# [EXTRACT TO READ]
The recording ‘Oileán m’Aislingí (Island of my Dreams) is a compilation of eighteen songs, ten in Irish and eight in English. It includes a mix of old Achill songs, John ‘Twin’ McNamara’s own compositions, old Achill poems to which he has composed the music and some of his other favourites. All the songs, apart from ‘Teanga Bhinn ár Máthar’, were recorded between his 84th and 86th birthdays.
Reproduced here are a selection of songs from the album. These are the songs for which John composed the airs.
0ileán m’Aislingí is an Irish translation of a Percy French poem ‘In Exile’ written circa 1903. Percy French spent time in Achill between 1900-1910 and did several paintings of Achill and stayed in the Slievemore Hotel. The poem was written in London and describes him dreaming of being back in Achill the “Island of his Dreams”. This was translated to Irish in 2019 and as far as we are aware, it is the first translation to Irish of a Percy French poem.
This poem was written by the Achill/Erris poet Padraig at the beginning of the 20th Century. Daeid was the known as an ‘Táiliúir Gorm’ and he wrote this poem in praise of a woman named Nóra who gave a meal to him one day he was going to the fair. This is one of John Twin’s favourite poems and it reminds him of his sister Nóra who died at a young age.
This song was written in 1984 about Achill and the Islands of Ireland. The air was inspired by the gift of a fife from the 1882 fife and drum band to John ‘Twin’ by Martin Joe McNamara. The fife had been played by Martin’s brother Sonny.
While John ‘Twin’ was trying out the fife the air to this song came to him. At the time he was looking over across the river from his home at the ‘Joe’ brothers walking up their land to harvest the crops.

# [GIVEN DATA]
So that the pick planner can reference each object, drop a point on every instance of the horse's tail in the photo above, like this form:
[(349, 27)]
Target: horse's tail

# [CHALLENGES]
**A.** In the piece about the Oileán m'Aislingí album, in what year was the Percy French poem "In Exile" translated to Irish?
**B.** Go on with the piece about the Oileán m'Aislingí album, starting right after its final sentence.
The material above is separate from the piece about the Oileán m'Aislingí album.

# [OUTPUTS BY TASK]
**A.** 2019

**B.**
This song was also recorded on the album in Irish
Corie Dubh Linn is one of Darrell Figgis’ poems from his book of poetry called the ‘The Mount of Transfiguration’ which was written during his time in Achill, 1914-1916.
Corie Dubh Linn is a beautiful lake at the back of Croaghaun Mountain. In 1914 Figgis took part in a production of Douglas Hyde’s ‘Casadh an tSugáin’ in Achill, directed by the artist Paul Henry, who also made Achill his home. Incidentally, John Twin’s grandfather Johnny Tom Owen McNamara named one of Henry’s paintings ‘The Lake of the Tears of the Sorrowing Women’
Figgis was a prominent member of the first Dail and he chaired the committee that drew up the State’s first Constitution.
This recording combines two songs. The first part is a poem which recollects the Clew Bay drowning disaster which took place in 1894, when a boat carrying migrant workers from Achill to Scotland capsized in Clew Bay with the loss of 32 lives. The bodies of the dead were transported on the first steam train to Achill.
The second part of the song was written by John ‘Twin’ McNamara and recollects the Kirkintilloch bothy fire disaster of 1937 in which ten young Achill Island boys, who were working as migrant workers, lost their lives. Their bodies were transported to Achill by train from Dublin. This fulfilled Brian Rua Ó Cearbháin ‘s prophecy that the first and last trains to Achill would carry bodies of the dead.
This song ‘Seideadh no hAdhairce’ (Blowing of the Horn) describes the old tradition of gathering seaweed from the shore to fertilize the crops which took place in Achill in late 1800’s. Traditionally a May storm known as ‘Garbh Shíon no gCuach’ or ‘The Cuckoo Storm’ would release the seaweed from the bottom of the ocean, and it would come ashore on the tide.
In Dooagh and in other parts of Achill, people were appointed as ‘herds’ to notify people when the wrack came ashore by blowing horns. The original herds in Dooagh were Pat Callaghan and Anthony Kilcoyne and the task was handed down from generation to generation. Pat blew the wrack horn for the Leic side of the beach and Anthony for the Bruach Dubh side.
Lots were cast for the seaweed, and everybody got an equal share. The items used for casting lots were the Root (of the seaweed}, the Fruit (of the seaweed}, the Pebble, and the Bruach (clod of turf from Bruach Dubh). People who did not have a stake were only entitled to the seaweed from a part of the beach known as the Pauper’s Divide. The original horns used are still in Dooagh.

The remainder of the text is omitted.